#### RECORDED DATA ####

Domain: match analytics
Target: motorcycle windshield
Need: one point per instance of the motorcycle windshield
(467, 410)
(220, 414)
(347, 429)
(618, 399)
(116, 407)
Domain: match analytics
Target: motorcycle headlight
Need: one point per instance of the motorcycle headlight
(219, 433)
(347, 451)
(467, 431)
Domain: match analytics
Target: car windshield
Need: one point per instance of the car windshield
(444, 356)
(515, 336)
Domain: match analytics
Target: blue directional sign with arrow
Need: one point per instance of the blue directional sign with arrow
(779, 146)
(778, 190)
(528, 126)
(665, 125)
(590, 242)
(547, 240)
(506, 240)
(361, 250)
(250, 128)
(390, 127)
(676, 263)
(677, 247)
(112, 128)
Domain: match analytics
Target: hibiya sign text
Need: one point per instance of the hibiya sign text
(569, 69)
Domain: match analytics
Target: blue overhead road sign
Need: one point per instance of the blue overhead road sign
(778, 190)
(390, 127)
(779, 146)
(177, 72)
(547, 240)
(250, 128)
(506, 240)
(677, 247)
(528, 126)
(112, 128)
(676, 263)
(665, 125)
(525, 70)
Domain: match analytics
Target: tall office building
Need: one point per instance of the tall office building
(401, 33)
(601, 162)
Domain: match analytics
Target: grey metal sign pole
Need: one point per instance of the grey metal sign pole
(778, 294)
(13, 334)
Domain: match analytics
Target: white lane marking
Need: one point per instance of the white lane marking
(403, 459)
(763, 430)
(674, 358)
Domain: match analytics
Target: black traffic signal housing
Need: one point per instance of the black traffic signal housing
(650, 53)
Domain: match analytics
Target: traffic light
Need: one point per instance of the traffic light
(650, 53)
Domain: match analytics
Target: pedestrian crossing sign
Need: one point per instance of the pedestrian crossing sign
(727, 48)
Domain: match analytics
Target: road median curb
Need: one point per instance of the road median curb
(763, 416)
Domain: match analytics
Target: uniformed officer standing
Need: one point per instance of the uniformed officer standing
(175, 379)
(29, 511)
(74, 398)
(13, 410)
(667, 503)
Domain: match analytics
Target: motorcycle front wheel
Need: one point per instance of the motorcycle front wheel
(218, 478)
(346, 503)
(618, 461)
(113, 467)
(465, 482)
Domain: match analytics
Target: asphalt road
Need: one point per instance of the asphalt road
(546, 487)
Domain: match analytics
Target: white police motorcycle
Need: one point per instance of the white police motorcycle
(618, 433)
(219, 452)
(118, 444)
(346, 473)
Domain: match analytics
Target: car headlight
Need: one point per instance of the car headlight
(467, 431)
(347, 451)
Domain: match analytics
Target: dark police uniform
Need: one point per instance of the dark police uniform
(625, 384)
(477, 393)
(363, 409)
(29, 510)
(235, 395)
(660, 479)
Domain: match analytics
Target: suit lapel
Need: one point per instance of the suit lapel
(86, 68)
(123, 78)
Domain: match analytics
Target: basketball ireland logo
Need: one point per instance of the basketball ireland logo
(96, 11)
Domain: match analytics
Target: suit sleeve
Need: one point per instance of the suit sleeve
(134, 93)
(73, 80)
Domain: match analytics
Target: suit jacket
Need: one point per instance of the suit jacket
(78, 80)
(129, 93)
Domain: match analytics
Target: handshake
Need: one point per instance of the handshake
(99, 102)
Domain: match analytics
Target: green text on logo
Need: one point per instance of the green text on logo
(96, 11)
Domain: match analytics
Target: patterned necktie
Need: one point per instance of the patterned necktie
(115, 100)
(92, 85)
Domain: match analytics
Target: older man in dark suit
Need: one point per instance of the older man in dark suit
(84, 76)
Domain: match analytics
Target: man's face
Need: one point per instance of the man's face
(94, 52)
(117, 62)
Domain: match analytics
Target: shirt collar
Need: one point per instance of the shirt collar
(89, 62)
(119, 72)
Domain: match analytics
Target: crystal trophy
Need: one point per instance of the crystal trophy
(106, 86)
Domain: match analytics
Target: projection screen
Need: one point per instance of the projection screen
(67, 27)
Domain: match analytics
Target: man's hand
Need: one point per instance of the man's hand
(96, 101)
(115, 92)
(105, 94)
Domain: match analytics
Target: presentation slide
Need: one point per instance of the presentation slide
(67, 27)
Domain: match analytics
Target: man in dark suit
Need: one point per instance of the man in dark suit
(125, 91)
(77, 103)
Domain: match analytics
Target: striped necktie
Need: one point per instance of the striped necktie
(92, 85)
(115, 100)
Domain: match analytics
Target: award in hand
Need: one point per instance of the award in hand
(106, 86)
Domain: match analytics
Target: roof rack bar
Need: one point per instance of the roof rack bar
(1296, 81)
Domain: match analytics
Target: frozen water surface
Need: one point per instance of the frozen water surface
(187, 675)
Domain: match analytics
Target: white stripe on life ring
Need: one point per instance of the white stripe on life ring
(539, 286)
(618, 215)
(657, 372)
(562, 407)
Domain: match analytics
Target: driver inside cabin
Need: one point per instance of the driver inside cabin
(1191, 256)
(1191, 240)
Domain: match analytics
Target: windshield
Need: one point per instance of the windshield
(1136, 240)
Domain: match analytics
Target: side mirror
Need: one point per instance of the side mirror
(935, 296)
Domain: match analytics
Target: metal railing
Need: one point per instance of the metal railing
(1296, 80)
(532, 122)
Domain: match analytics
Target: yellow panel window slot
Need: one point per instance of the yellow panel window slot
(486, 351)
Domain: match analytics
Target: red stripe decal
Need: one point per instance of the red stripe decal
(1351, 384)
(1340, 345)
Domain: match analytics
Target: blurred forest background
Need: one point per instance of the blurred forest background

####

What you return should be the lines from the start of the data through the line with "Target: hibiya sign text", quoted exactly and nothing more.

Domain: match analytics
Target: motorcycle windshield
Need: one point per instance of the motorcycle windshield
(467, 410)
(220, 414)
(347, 429)
(618, 399)
(116, 407)
Domain: match analytics
Target: motorcycle headlight
Need: one point per instance of the motorcycle headlight
(219, 433)
(347, 451)
(467, 431)
Domain: match analytics
Target: car windshield
Need: one point per instance of the car windshield
(444, 356)
(515, 336)
Domain: match analytics
Target: blue directional sign with arrow
Need: one point per instance of the blue directional sign with arrow
(779, 146)
(778, 190)
(528, 126)
(665, 125)
(590, 242)
(547, 240)
(506, 240)
(361, 250)
(250, 128)
(390, 127)
(676, 263)
(677, 247)
(112, 128)
Domain: match analytics
Target: hibiya sign text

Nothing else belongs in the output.